* [Exercise data]:
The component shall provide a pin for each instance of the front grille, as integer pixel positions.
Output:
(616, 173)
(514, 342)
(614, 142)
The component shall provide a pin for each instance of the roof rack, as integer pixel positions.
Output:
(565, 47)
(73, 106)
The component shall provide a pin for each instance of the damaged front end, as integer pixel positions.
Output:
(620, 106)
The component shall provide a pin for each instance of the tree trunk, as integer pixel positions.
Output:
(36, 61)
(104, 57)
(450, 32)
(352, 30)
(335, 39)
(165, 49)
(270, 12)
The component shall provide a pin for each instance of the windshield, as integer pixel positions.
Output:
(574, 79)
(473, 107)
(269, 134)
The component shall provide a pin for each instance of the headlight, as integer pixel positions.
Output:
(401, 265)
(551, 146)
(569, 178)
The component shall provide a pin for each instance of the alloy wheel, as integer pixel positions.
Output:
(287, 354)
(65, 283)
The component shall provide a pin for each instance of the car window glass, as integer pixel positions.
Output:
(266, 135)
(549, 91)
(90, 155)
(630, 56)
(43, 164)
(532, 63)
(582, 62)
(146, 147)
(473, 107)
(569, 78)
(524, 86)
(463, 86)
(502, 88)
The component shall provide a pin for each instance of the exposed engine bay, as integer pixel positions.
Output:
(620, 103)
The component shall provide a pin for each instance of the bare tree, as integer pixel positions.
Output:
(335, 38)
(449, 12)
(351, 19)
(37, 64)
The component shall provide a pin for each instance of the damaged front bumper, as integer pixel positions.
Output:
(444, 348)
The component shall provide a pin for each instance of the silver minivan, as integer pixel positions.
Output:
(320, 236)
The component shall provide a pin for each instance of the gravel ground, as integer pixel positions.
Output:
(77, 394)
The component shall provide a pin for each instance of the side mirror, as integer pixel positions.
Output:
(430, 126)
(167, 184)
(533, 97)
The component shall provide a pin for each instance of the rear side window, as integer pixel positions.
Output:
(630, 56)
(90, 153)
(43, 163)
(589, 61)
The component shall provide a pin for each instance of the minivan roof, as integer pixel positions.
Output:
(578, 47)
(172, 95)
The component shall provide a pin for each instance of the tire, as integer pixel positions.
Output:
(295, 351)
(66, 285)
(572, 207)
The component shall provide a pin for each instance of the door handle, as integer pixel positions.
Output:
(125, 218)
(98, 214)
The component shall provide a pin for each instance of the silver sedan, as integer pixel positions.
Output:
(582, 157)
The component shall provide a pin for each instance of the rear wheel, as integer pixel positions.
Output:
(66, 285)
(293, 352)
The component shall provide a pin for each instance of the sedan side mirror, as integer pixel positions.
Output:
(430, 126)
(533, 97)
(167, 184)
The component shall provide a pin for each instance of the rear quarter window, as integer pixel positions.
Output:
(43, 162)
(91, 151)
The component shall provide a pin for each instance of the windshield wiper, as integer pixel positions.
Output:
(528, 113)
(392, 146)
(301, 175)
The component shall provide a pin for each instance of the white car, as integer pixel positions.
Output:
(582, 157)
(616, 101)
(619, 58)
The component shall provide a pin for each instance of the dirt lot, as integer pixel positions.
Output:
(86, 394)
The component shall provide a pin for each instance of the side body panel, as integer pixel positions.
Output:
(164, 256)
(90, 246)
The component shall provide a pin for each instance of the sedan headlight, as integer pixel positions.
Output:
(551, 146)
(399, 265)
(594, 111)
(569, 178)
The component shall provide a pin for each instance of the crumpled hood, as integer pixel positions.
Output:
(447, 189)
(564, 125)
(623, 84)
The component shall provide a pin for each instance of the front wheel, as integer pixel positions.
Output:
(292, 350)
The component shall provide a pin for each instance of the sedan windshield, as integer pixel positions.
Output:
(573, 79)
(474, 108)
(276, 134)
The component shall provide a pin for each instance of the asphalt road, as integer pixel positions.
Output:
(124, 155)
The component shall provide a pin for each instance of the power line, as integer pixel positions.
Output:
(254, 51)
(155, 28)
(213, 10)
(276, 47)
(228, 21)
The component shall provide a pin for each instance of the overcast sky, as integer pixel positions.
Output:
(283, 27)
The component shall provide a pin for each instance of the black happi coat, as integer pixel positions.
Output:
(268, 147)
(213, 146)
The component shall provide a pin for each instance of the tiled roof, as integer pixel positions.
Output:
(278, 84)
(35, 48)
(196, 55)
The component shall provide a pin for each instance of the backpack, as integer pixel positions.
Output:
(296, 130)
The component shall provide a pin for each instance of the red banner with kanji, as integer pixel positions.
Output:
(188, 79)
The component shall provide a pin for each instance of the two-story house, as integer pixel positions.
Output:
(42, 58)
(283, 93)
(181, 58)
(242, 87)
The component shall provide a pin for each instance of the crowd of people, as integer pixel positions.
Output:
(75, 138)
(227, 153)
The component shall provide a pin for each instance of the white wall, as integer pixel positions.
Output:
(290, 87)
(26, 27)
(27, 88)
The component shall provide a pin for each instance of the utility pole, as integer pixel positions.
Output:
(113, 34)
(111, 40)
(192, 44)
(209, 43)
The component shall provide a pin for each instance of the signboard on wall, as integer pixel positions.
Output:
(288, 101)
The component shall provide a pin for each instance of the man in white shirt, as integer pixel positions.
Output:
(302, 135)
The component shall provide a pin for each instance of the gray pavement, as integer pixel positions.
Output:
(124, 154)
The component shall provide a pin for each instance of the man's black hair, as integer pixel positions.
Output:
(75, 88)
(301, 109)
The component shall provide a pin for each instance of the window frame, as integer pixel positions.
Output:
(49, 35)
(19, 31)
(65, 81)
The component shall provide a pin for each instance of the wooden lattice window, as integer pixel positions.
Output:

* [About this exercise]: Those lines of the records that contain the string "minivan" should be identified and copied.

* [Solution for this problem]:
The component shall provide a pin for each instance of the silver minivan, as integer pixel positions.
The component shall provide a pin for each instance of the minivan roof, as integer pixel positions.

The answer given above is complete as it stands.